§ Aim
Copy the entries from the very beginning through the line containing "283 100 L 266", changing "dark suit" to "black suit" and leaving everything else as it is. Omit the pictures from your copy.
** start Extracted data **
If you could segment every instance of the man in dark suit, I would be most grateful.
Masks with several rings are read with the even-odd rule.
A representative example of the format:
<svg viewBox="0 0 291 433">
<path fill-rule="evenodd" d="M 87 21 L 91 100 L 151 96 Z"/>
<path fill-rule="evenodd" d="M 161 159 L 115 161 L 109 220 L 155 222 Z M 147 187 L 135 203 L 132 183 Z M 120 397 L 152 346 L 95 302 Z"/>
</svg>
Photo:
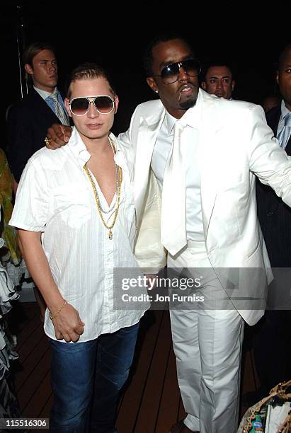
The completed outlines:
<svg viewBox="0 0 291 433">
<path fill-rule="evenodd" d="M 8 115 L 8 161 L 17 183 L 29 158 L 45 146 L 52 122 L 69 125 L 57 88 L 57 65 L 53 48 L 34 42 L 23 54 L 23 64 L 31 90 Z"/>
<path fill-rule="evenodd" d="M 283 100 L 266 113 L 266 119 L 280 146 L 291 156 L 291 44 L 286 45 L 280 56 L 276 79 Z M 291 378 L 290 280 L 287 277 L 285 281 L 278 283 L 283 280 L 283 274 L 288 271 L 278 269 L 291 269 L 291 209 L 270 187 L 259 182 L 256 194 L 258 216 L 275 280 L 269 295 L 270 309 L 258 324 L 254 335 L 254 357 L 261 387 L 253 398 L 249 396 L 249 404 L 268 395 L 279 382 Z M 286 309 L 280 309 L 283 308 Z"/>
<path fill-rule="evenodd" d="M 47 129 L 52 122 L 69 125 L 64 101 L 57 88 L 54 49 L 47 43 L 32 43 L 25 50 L 23 60 L 31 90 L 10 108 L 7 118 L 8 159 L 15 179 L 14 192 L 28 160 L 45 146 Z M 36 287 L 34 291 L 43 320 L 46 306 Z"/>
</svg>

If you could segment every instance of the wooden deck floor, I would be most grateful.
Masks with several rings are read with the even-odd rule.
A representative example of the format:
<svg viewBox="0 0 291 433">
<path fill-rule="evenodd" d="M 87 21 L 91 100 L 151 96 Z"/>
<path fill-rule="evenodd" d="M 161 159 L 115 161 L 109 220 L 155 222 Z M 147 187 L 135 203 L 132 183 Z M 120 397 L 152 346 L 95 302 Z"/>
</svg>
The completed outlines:
<svg viewBox="0 0 291 433">
<path fill-rule="evenodd" d="M 22 414 L 27 417 L 48 417 L 52 404 L 51 357 L 36 304 L 19 303 L 11 321 L 18 342 L 20 357 L 15 382 Z M 241 391 L 253 391 L 257 385 L 251 353 L 245 350 Z M 241 413 L 244 410 L 242 408 Z M 184 414 L 169 312 L 148 311 L 142 321 L 131 379 L 119 406 L 118 432 L 167 433 Z"/>
</svg>

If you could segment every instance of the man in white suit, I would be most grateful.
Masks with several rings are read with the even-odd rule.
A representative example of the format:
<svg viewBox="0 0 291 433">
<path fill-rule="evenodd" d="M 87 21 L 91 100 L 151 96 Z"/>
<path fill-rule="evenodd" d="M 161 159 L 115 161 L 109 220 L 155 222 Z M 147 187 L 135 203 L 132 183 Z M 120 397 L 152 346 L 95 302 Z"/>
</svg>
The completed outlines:
<svg viewBox="0 0 291 433">
<path fill-rule="evenodd" d="M 244 320 L 253 325 L 262 316 L 272 278 L 256 216 L 254 175 L 291 205 L 291 161 L 273 138 L 261 107 L 199 89 L 199 66 L 178 36 L 153 41 L 145 65 L 147 83 L 160 100 L 139 105 L 120 136 L 135 154 L 137 255 L 144 257 L 143 265 L 159 265 L 160 240 L 154 231 L 149 234 L 154 212 L 149 219 L 144 211 L 149 190 L 157 184 L 168 266 L 190 273 L 205 268 L 200 294 L 210 304 L 215 297 L 214 305 L 230 299 L 232 306 L 171 311 L 188 413 L 171 432 L 235 432 Z M 64 144 L 58 134 L 50 129 L 47 136 Z M 141 243 L 150 251 L 149 260 Z M 248 268 L 253 272 L 246 273 Z M 252 299 L 251 306 L 245 298 Z"/>
</svg>

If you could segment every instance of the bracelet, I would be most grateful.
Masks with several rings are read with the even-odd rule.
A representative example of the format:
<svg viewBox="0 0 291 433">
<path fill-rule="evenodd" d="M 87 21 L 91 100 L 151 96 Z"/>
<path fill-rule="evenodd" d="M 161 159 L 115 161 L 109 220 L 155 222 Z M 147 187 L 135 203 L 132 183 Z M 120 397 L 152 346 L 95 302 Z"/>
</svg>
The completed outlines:
<svg viewBox="0 0 291 433">
<path fill-rule="evenodd" d="M 50 311 L 49 313 L 49 316 L 51 321 L 53 321 L 54 318 L 55 318 L 57 317 L 57 316 L 59 314 L 59 313 L 60 313 L 62 311 L 62 310 L 63 309 L 63 308 L 64 307 L 64 306 L 68 303 L 67 301 L 65 301 L 64 302 L 64 304 L 62 305 L 61 305 L 61 306 L 59 307 L 59 308 L 57 311 L 56 313 L 55 313 L 55 314 L 52 314 L 51 311 Z"/>
</svg>

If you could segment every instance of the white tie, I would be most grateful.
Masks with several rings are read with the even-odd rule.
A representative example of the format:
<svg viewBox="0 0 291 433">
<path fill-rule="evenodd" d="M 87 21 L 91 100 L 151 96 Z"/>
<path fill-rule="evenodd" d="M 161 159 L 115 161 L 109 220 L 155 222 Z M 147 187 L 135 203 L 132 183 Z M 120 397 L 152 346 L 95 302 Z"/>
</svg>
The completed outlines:
<svg viewBox="0 0 291 433">
<path fill-rule="evenodd" d="M 163 183 L 161 241 L 171 255 L 175 255 L 187 243 L 186 173 L 180 139 L 183 127 L 178 122 L 175 123 L 173 145 Z"/>
<path fill-rule="evenodd" d="M 291 112 L 288 112 L 284 118 L 284 127 L 278 136 L 280 146 L 286 149 L 291 134 Z"/>
<path fill-rule="evenodd" d="M 49 98 L 54 101 L 55 115 L 59 119 L 62 125 L 69 125 L 69 117 L 58 101 L 57 93 L 52 93 Z"/>
</svg>

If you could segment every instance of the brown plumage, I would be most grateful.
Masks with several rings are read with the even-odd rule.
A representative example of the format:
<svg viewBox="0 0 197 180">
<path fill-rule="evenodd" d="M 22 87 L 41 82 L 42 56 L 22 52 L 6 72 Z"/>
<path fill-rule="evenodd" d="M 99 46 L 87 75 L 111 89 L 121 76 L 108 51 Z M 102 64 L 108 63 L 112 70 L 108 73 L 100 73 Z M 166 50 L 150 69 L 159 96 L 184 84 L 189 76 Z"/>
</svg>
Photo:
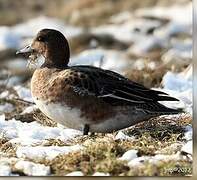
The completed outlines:
<svg viewBox="0 0 197 180">
<path fill-rule="evenodd" d="M 92 66 L 68 66 L 70 51 L 62 33 L 41 30 L 19 53 L 40 54 L 43 65 L 32 77 L 31 92 L 49 118 L 70 128 L 112 132 L 164 114 L 177 114 L 158 101 L 177 101 L 120 74 Z"/>
</svg>

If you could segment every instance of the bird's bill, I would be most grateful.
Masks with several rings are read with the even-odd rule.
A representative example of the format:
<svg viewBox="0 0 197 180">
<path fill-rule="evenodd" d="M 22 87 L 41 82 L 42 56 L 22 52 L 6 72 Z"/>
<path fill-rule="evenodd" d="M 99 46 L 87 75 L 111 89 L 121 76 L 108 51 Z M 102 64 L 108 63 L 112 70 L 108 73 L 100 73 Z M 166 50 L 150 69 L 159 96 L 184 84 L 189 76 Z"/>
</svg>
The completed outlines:
<svg viewBox="0 0 197 180">
<path fill-rule="evenodd" d="M 26 54 L 26 53 L 33 53 L 33 49 L 31 48 L 31 45 L 25 46 L 23 49 L 18 50 L 16 54 Z"/>
</svg>

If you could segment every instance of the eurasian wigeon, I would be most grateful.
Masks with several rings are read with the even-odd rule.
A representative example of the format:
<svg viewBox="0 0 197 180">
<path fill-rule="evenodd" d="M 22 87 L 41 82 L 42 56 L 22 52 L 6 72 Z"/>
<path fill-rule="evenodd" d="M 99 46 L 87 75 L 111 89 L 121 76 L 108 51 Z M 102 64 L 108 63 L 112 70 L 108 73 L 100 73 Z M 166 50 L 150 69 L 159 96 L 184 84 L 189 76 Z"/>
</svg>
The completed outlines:
<svg viewBox="0 0 197 180">
<path fill-rule="evenodd" d="M 69 44 L 57 30 L 42 29 L 32 44 L 18 53 L 45 58 L 31 80 L 38 108 L 52 120 L 82 130 L 84 135 L 109 133 L 152 117 L 182 112 L 158 102 L 176 98 L 118 73 L 93 66 L 68 66 Z"/>
</svg>

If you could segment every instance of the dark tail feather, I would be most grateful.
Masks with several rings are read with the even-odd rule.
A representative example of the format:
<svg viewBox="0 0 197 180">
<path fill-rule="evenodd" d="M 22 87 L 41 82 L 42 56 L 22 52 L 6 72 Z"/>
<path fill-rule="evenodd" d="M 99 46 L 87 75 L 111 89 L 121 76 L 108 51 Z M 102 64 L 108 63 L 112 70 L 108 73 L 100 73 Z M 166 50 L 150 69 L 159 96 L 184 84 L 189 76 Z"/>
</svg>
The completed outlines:
<svg viewBox="0 0 197 180">
<path fill-rule="evenodd" d="M 151 114 L 158 114 L 158 115 L 167 115 L 167 114 L 170 115 L 170 114 L 184 113 L 183 109 L 168 108 L 168 107 L 166 107 L 163 104 L 160 104 L 158 102 L 143 104 L 143 109 L 145 111 L 148 111 Z"/>
<path fill-rule="evenodd" d="M 179 101 L 179 100 L 171 96 L 158 96 L 156 97 L 156 101 Z"/>
</svg>

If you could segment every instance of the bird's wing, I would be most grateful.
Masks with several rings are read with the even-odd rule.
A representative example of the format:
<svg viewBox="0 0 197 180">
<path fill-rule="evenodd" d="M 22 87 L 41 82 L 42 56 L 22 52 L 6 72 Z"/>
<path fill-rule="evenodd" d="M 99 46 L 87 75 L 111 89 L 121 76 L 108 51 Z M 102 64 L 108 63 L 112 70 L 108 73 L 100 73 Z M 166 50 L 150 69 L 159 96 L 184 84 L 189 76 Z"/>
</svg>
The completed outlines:
<svg viewBox="0 0 197 180">
<path fill-rule="evenodd" d="M 90 66 L 73 66 L 79 75 L 70 86 L 81 96 L 96 96 L 113 105 L 136 105 L 157 101 L 177 101 L 168 94 L 133 82 L 118 73 Z"/>
</svg>

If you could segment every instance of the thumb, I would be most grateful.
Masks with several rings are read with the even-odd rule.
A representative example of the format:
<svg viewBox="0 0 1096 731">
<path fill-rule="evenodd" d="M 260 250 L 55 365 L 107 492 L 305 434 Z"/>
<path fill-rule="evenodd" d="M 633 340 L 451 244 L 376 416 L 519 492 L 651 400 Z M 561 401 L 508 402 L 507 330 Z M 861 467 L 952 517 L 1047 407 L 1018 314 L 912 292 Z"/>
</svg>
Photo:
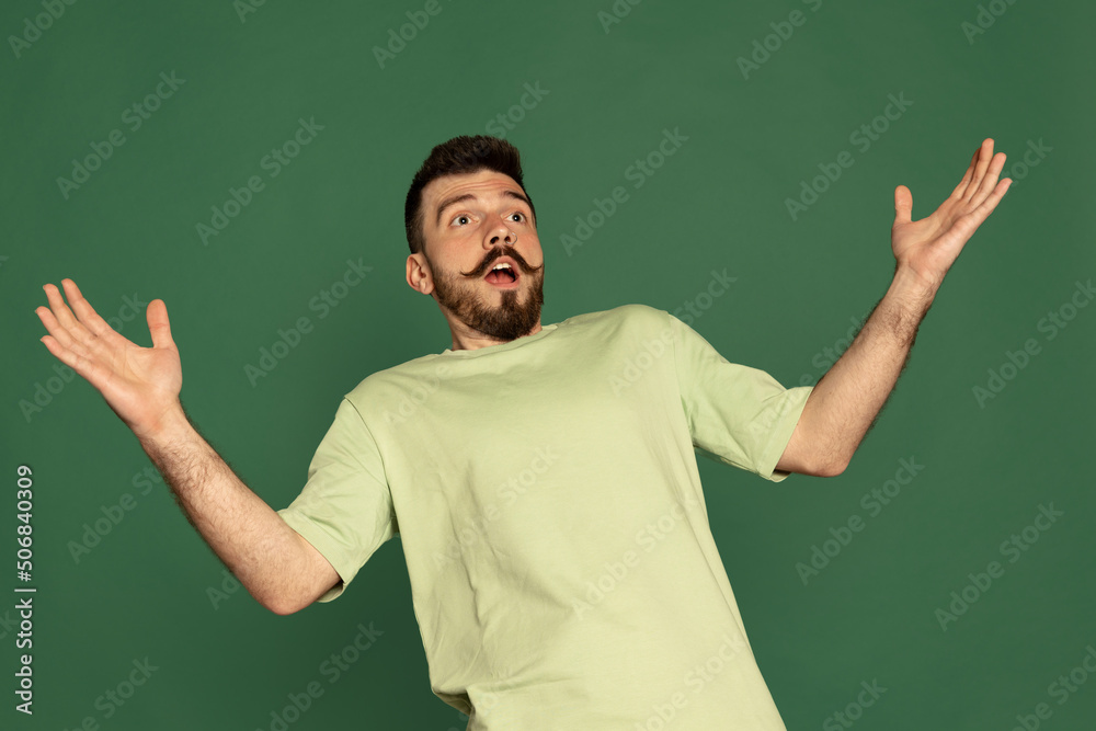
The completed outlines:
<svg viewBox="0 0 1096 731">
<path fill-rule="evenodd" d="M 894 189 L 894 226 L 909 224 L 913 214 L 913 193 L 905 185 Z"/>
<path fill-rule="evenodd" d="M 153 299 L 145 311 L 148 319 L 148 331 L 152 333 L 152 347 L 175 347 L 171 338 L 171 323 L 168 321 L 168 306 L 162 299 Z"/>
</svg>

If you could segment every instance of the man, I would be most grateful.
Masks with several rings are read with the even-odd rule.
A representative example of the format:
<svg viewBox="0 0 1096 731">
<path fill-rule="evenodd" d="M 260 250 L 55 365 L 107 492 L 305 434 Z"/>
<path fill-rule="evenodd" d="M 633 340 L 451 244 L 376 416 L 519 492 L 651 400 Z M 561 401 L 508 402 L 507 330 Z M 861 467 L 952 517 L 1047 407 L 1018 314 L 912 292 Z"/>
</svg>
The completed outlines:
<svg viewBox="0 0 1096 731">
<path fill-rule="evenodd" d="M 293 503 L 273 511 L 191 425 L 167 307 L 125 340 L 76 284 L 37 312 L 189 519 L 263 606 L 341 595 L 400 534 L 431 687 L 469 729 L 780 730 L 707 522 L 695 450 L 777 482 L 832 477 L 882 408 L 966 241 L 1011 181 L 993 140 L 912 221 L 894 278 L 814 387 L 729 363 L 677 318 L 626 305 L 540 324 L 545 258 L 517 150 L 456 137 L 404 210 L 407 281 L 452 347 L 345 395 Z"/>
</svg>

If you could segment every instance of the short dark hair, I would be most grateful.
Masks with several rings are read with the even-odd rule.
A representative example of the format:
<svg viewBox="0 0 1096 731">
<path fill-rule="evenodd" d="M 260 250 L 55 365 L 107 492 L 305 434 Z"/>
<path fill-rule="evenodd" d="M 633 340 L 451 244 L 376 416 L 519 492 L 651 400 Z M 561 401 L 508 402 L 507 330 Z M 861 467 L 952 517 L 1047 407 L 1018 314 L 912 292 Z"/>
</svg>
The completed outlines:
<svg viewBox="0 0 1096 731">
<path fill-rule="evenodd" d="M 430 151 L 430 157 L 419 168 L 411 181 L 407 203 L 403 205 L 403 225 L 407 228 L 408 247 L 412 254 L 420 253 L 426 245 L 425 213 L 422 209 L 422 190 L 437 178 L 459 175 L 464 173 L 493 170 L 510 175 L 522 191 L 522 155 L 517 148 L 504 139 L 475 135 L 461 135 L 437 145 Z M 533 212 L 533 225 L 536 226 L 537 209 L 533 206 L 533 197 L 525 192 Z"/>
</svg>

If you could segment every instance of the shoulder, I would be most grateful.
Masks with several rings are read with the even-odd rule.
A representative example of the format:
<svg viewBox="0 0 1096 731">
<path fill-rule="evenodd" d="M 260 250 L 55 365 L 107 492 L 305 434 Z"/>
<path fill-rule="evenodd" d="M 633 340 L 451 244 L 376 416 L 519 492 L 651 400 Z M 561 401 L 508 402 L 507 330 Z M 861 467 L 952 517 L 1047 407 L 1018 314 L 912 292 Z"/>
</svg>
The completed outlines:
<svg viewBox="0 0 1096 731">
<path fill-rule="evenodd" d="M 670 324 L 670 313 L 649 305 L 620 305 L 600 312 L 586 312 L 564 320 L 564 324 L 602 325 L 616 328 L 620 325 L 665 328 Z"/>
</svg>

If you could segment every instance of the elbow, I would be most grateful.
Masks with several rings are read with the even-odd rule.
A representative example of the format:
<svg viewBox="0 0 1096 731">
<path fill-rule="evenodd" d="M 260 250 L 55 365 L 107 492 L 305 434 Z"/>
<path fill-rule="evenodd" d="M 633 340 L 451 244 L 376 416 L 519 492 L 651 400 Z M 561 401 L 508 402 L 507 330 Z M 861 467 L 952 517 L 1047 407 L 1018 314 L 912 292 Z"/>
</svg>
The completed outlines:
<svg viewBox="0 0 1096 731">
<path fill-rule="evenodd" d="M 254 598 L 264 609 L 270 609 L 279 617 L 296 614 L 310 604 L 309 602 L 301 602 L 299 598 L 284 595 L 255 596 Z"/>
<path fill-rule="evenodd" d="M 814 471 L 815 477 L 837 477 L 848 469 L 848 460 L 835 460 L 822 465 Z"/>
</svg>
** end Extracted data **
§ Solved problem
If you could segment every instance of the man in black suit, I would be most grateful.
Masks with several rings are read with the even-odd rule.
A representative example of the format:
<svg viewBox="0 0 291 433">
<path fill-rule="evenodd" d="M 87 21 L 91 100 L 151 96 Z"/>
<path fill-rule="evenodd" d="M 161 159 L 115 161 L 109 220 L 155 222 Z M 147 187 L 135 203 L 132 183 Z M 120 397 L 152 346 L 95 302 Z"/>
</svg>
Photo:
The completed outlines:
<svg viewBox="0 0 291 433">
<path fill-rule="evenodd" d="M 8 115 L 8 161 L 17 183 L 29 158 L 45 146 L 52 122 L 69 125 L 57 88 L 57 65 L 53 48 L 34 42 L 23 54 L 23 64 L 31 90 Z"/>
<path fill-rule="evenodd" d="M 283 100 L 266 113 L 266 119 L 280 146 L 291 156 L 291 44 L 286 45 L 280 56 L 276 79 Z M 291 378 L 290 280 L 287 277 L 285 281 L 278 283 L 283 280 L 283 274 L 288 271 L 278 269 L 291 269 L 291 209 L 270 187 L 259 182 L 256 194 L 258 216 L 275 280 L 269 295 L 270 309 L 258 324 L 254 335 L 254 357 L 261 387 L 253 398 L 249 396 L 249 404 L 268 395 L 279 382 Z M 286 309 L 280 309 L 283 308 Z"/>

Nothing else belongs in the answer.